◆ **Document section**
For the goats, I am getting rid of my top bred high milking, high maintenance saanens, and getting kinders, a smaller, hardier, less grain needing breed. 
Our dogs eat butcher scraps mostly already, so thats almost easy and the cats, well, mice or die I guess. We have a few real good mousers and a few not. Survival of the fittest. I have a feeling, that there will be plenty of feral cats around if someone wants one.

I think switching to breeds that do better on their own is a step in the right direction.


----------



## Redeemed98 (Feb 4, 2004)

This is a good topic. I have been thinking on this a little bit myself. I actually wish I could avoid buying so much at the feed store now as prices are crazy and will only probably get worse.


----------



## ladybug (Aug 18, 2002)

Great ideas, I have been trying to find information on what they were fed before commercialized feeds but I haven't had much luck. We have boatloads of bunnies, right now we are keeping them in a rabbit tractor and moving them to fresh grass daily plus their pellets. They are all very healthy now, but I worry about them if suddenly there were no pellets available. Please keep the great ideas coming!


----------



## secretcreek (Jan 24, 2010)

Goats thankfully do best on natural browse and are second only to felines in going ferel easily. Downsizing to smaller breed goats and still getting milk and meat, maybe fiber/leather too, is smart. It's a 5 month gestation for goats much shorter than for cattle.

Goats: kids growing, breeding bucks, a doe carrying kids or in milk production would need something better than junk roughage.


----------



## rags57078 (Jun 11, 2011)

ok rabbit people in the rabbit forum there is a large post on feeding naturally and feeding weeds , there is a ton of great info


----------



## Wags (Jun 2, 2002)

◆ **Given task 1**
Count the lines in the records below that contain the string "brown", treating case as significant, and give only that number.

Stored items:
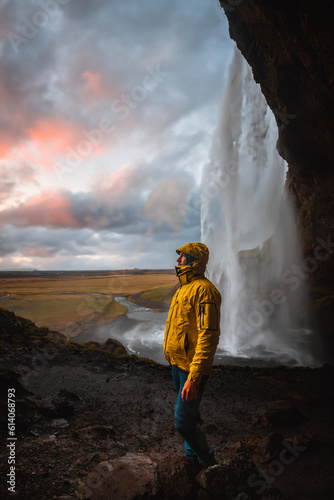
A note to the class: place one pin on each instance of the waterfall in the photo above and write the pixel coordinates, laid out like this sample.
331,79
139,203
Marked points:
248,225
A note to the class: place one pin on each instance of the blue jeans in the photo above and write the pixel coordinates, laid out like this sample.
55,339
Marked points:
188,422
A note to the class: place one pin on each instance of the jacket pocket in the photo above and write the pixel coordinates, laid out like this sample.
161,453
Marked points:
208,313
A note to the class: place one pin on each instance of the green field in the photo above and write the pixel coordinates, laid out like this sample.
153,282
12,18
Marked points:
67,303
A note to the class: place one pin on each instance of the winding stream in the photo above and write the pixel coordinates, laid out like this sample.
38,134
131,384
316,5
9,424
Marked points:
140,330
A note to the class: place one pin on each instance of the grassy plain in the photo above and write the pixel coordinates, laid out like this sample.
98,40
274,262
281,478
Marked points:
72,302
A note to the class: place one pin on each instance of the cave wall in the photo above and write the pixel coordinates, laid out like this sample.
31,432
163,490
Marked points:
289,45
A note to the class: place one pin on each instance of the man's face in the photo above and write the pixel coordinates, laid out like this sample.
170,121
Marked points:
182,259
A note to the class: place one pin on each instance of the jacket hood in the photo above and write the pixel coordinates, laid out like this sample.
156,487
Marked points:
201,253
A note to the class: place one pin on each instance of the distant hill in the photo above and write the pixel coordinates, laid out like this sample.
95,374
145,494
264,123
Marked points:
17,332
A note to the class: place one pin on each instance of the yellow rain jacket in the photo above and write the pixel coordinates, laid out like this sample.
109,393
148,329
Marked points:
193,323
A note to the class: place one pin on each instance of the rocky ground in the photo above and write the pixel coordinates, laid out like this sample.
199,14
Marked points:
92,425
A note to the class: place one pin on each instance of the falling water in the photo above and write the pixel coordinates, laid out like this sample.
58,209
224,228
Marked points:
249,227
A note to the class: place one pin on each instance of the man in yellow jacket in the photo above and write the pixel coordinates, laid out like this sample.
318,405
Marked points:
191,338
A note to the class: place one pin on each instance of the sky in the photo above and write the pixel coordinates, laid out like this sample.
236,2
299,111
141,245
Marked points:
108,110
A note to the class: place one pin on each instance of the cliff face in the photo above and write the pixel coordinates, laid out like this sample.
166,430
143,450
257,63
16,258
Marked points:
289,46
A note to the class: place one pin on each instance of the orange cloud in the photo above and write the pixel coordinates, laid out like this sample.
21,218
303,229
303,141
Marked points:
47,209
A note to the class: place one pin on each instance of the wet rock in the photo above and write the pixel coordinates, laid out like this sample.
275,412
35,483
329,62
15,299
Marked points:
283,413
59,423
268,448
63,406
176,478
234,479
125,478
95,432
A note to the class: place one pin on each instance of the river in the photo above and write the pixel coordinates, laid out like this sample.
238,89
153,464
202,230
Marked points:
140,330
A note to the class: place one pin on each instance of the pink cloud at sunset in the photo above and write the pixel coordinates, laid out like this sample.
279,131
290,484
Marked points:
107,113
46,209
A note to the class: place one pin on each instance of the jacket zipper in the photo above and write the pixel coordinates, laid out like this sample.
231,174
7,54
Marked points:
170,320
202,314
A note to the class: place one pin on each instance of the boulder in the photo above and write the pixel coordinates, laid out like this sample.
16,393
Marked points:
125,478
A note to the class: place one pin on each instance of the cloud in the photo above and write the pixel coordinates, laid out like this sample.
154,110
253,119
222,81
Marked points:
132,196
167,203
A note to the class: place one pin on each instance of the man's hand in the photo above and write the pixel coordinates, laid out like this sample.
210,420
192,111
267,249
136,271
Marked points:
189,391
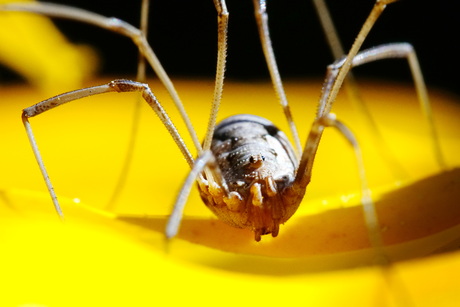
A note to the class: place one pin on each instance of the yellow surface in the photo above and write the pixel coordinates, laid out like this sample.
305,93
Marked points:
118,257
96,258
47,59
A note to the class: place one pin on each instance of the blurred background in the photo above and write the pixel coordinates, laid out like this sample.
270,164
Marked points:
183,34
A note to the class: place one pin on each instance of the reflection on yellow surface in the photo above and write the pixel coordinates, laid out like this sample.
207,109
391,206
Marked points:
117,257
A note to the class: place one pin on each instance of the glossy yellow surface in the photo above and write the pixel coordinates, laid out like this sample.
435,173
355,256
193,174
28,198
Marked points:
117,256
* * *
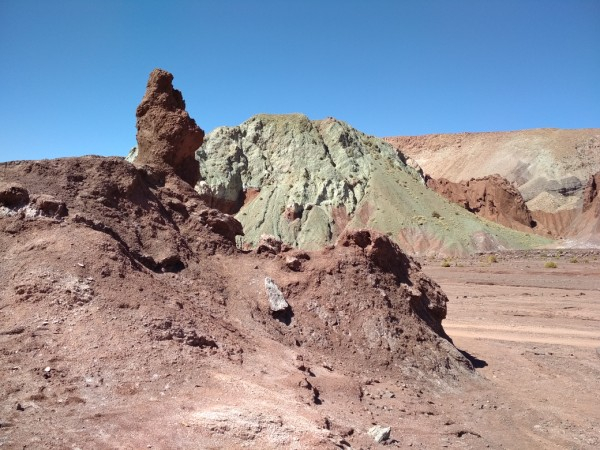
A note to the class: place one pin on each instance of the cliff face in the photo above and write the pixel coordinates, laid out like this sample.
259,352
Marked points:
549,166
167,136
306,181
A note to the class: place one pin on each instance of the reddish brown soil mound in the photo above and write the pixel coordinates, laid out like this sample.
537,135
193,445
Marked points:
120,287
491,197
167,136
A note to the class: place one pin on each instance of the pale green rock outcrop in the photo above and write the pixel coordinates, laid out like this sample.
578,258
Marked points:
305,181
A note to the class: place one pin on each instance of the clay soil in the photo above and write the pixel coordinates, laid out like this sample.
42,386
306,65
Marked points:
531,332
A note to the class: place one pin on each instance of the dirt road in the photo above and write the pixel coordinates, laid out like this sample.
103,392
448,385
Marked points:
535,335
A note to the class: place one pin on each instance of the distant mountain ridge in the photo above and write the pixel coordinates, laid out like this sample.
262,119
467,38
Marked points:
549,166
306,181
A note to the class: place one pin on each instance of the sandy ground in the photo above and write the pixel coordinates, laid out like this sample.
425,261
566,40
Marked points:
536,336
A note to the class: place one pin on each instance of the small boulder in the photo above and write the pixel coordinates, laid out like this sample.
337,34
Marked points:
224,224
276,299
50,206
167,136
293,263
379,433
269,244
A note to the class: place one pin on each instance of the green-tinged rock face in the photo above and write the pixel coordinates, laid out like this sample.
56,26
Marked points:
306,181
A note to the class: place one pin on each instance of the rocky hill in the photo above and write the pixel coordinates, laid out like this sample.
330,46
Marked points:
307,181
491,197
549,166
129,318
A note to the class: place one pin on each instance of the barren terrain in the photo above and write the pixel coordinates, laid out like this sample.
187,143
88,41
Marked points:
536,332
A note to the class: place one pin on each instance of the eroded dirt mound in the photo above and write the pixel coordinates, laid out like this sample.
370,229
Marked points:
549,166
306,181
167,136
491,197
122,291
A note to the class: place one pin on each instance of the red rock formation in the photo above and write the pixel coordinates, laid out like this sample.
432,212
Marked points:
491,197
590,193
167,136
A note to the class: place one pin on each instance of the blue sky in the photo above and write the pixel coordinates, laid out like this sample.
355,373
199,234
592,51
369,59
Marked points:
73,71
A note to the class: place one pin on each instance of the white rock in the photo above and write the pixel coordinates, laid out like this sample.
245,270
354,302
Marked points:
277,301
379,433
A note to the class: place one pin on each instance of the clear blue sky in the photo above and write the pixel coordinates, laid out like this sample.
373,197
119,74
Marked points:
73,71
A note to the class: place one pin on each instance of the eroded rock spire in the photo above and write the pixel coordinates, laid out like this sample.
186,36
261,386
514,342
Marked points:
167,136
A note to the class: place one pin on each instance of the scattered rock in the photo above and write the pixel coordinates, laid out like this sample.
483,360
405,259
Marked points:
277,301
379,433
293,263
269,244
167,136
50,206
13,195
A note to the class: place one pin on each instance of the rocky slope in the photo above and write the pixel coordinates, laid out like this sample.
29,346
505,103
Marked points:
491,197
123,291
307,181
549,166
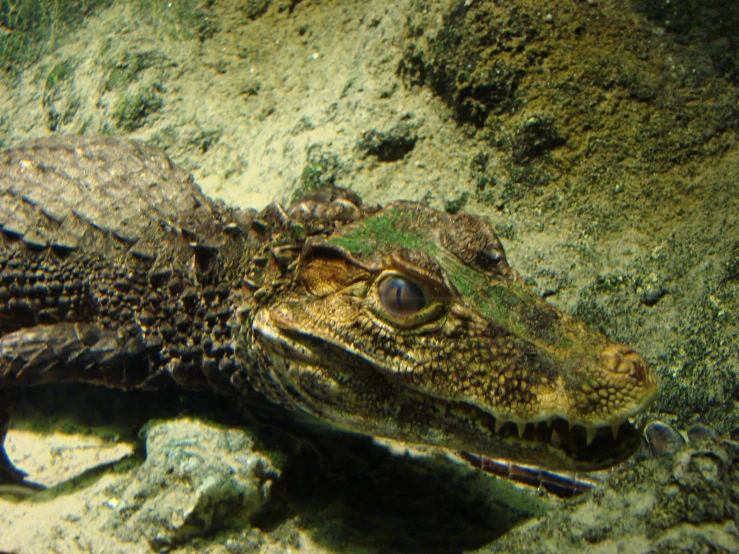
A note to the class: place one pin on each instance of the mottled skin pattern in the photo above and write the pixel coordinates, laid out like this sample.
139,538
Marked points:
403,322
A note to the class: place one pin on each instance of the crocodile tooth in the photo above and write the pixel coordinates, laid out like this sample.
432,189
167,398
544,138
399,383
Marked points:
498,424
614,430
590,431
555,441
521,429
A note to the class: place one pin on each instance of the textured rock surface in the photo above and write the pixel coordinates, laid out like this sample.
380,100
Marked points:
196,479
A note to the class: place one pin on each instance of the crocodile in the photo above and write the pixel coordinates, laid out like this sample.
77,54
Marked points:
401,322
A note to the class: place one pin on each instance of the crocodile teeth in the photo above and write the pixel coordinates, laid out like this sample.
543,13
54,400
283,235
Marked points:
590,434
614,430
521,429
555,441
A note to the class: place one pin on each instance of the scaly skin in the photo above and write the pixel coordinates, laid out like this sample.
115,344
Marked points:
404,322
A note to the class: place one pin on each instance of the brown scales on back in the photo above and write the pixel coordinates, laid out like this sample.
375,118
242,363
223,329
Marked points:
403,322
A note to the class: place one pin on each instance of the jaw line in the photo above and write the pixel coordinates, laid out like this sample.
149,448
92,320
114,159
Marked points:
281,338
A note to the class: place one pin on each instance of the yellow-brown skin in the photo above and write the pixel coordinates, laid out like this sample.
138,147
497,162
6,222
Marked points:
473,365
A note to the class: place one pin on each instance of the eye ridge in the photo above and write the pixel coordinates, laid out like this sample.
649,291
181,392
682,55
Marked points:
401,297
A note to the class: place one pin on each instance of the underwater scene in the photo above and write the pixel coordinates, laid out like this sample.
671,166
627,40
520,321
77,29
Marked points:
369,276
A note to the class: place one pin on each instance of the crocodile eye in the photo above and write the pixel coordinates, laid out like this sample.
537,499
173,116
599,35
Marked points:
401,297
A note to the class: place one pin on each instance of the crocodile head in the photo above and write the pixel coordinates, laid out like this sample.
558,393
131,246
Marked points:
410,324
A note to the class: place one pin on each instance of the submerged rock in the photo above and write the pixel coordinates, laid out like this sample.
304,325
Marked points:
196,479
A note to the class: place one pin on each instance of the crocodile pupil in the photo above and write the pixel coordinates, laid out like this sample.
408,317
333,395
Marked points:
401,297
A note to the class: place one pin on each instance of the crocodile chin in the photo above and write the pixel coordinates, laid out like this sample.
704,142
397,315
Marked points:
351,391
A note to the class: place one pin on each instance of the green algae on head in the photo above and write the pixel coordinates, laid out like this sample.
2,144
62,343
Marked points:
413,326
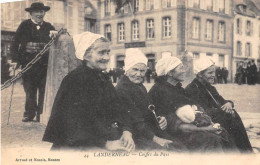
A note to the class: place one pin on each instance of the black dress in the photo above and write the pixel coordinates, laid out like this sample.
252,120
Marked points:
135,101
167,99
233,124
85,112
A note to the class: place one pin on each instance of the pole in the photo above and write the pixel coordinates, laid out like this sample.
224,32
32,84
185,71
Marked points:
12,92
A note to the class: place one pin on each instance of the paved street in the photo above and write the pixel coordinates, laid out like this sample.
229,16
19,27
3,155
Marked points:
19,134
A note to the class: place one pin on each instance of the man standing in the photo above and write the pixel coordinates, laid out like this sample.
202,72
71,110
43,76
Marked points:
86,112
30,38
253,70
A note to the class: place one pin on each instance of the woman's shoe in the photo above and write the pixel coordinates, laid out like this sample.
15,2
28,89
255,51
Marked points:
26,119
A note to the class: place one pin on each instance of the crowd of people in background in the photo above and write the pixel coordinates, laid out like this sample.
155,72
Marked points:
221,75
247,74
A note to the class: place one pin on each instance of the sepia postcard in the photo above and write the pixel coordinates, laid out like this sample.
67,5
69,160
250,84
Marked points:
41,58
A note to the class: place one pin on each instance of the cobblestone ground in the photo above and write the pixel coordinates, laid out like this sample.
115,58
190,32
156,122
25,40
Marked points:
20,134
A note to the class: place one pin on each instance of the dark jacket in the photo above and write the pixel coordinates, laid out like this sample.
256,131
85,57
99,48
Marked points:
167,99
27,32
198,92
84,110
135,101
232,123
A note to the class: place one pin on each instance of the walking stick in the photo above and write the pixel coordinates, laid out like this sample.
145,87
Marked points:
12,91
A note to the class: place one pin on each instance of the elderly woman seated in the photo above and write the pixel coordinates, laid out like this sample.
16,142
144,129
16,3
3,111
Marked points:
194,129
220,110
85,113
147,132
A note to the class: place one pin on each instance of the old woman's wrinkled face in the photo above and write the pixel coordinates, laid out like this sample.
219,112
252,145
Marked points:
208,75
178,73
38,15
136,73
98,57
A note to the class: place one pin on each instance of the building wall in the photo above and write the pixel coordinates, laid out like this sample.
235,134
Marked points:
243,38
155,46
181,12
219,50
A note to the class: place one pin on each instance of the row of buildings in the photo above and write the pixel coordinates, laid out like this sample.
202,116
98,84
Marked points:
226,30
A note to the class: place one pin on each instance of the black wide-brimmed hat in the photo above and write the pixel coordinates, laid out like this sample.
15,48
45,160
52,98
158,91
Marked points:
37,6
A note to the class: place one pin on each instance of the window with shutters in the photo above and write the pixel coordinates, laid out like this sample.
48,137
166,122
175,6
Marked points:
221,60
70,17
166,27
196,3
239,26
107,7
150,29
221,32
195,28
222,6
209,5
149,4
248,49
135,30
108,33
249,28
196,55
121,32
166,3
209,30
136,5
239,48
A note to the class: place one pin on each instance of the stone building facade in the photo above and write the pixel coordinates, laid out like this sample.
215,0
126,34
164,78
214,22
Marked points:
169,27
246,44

◆ **Given task 2**
Please write the next part of the forum thread on feeding farm animals without store-bought feed, picking up right after its final line.

◆ **Final result 1**
3

◆ **Final result 2**
I have Nigerian Dwarf dairy goats - less than 2 ft tall and a good milking goat will give a 1/2-3/4 gallon a day of very rich creamy milk at their peak. They come into season year round so you can stagger breedings in order to have some dairy product all year long. Bucks generally good natured and easily handled. And their small size means they are easy to transport - or hide in the garage if you needed to keep them safe from two legged predators.

I do grass based dairying. I live in the "grass seed capital of the world" where the winter climate is pretty mild, and I only have to feed hay when the weather is really bad. Otherwise they get browse and alfalfa pellets - no grain. I do grow and give them and the chickens sunflower seeds as a treat.

We are working on improving the pasture with a special blend designed especially for goats that includes things like clover, chicory and alfalfa. That alone would be enough in a pinch and I could put by enough hay by hand to get through the winter.

My biggest concern for the goats would be having enough minerals for them, since this is a selenium and copper deficient area. I try to keep a years supply on hand at all times, but not sure what alternatives I would have if I ran out of it.


----------



## Callieslamb (Feb 27, 2007)

buy animals bred to do well on grass only. Be prepared to feed them more hay than you do now. Grow garden crops for them as you can.


----------



## lonelyfarmgirl (Feb 6, 2005)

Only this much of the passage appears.